**WHAT YOU SHOULD DO**
Reproduce every line of the entries below word for word, leaving out the pictures.

[Stored dataset items]
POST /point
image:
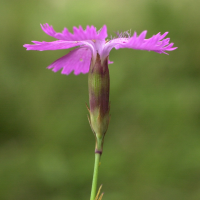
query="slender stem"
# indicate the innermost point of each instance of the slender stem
(95, 176)
(98, 152)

**TASK RESPONSE**
POST /point
image:
query="slender stem"
# indicate the innermost point of each instance of the slender stem
(95, 176)
(98, 152)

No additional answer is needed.